[Point-per-instance localization data]
==================================================

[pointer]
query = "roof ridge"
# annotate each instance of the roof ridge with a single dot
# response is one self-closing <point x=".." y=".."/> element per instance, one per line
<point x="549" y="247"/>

==================================================

### Activity
The answer must be every entry, reproduced exactly.

### Solution
[pointer]
query = "roof ridge"
# annotate each instance of the roof ridge with a single dot
# response is one self-closing <point x=".." y=".."/> element per instance, one per line
<point x="549" y="247"/>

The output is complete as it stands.